* JOBS
**a.** According to the text on Çatalhöyük, in what month and year was the site inscribed as a UNESCO World Heritage Site?
**b.** Write the next part of the text on Çatalhöyük, picking up after its final sentence.

* TEXT
Çatalhöyük (; also Çatal Höyük and Çatal Hüyük; from Turkish çatal "fork" + höyük "tumulus") is a tell of a very large Neolithic and Chalcolithic proto-city settlement in southern Anatolia, which existed from approximately 7500 BC to 6400 BC, and flourished around 7000 BC. In July 2012, it was inscribed as a UNESCO World Heritage Site.

Çatalhöyük is located overlooking the Konya Plain, southeast of the present-day city of Konya (ancient Iconium) in Turkey, approximately 140 km (87 mi) from the twin-coned volcano of Mount Hasan. The eastern settlement forms a mound that would have risen about 20 m (66 ft) above the plain at the time of the latest Neolithic occupation. There is also a smaller settlement mound to the west and a Byzantine settlement a few hundred meters to the east. The prehistoric mound settlements were abandoned before the Bronze Age. A channel of the Çarşamba River once flowed between the two mounds, and the settlement was built on alluvial clay which may have been favorable for early agriculture.

* RECORDED DATA
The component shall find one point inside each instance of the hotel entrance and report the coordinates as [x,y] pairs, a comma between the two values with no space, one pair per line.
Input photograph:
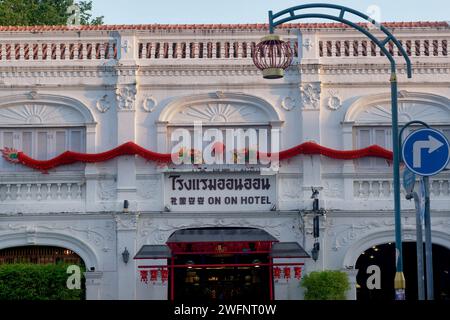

* TASK-BY-TASK OUTPUTS
**a.** July 2012

**b.**
Archaeology

The site was first excavated by James Mellaart in 1958. He later led a team which further excavated there for four seasons between 1961 and 1965. These excavations revealed this section of Anatolia as a centre of advanced culture in the Neolithic period. Excavation revealed 18 successive layers of buildings signifying various stages of the settlement and eras of history. The bottom layer of buildings can be dated as early as 7100 BC while the top layer is from 5600 BC.

Mellaart was banned from Turkey for his involvement in the Dorak affair in which he published drawings of supposedly important Bronze Age artifacts that later went missing. After this scandal, the site lay idle until 1993, when investigations began under the leadership of Ian Hodder, then at the University of Cambridge. The Hodder led excavations ended in 2018. Hodder, a former student of Mellaart, chose the site as the first "real world" test of his then-controversial theory of post-processual archaeology. The site has always had a strong research emphasis upon engagement with digital methodologies, driven by the project's experimental and reflexive methodological framework. According to Mickel, Hodder's Çatalhöyük Research Project (ÇRP) established itself as a site for progressive methodologies - in terms of adaptable and democratized recording, integration of computerized technologies, sampling strategies, and community involvement."

New excavations are being directed by Ali Umut Türkcan from Anadolu University.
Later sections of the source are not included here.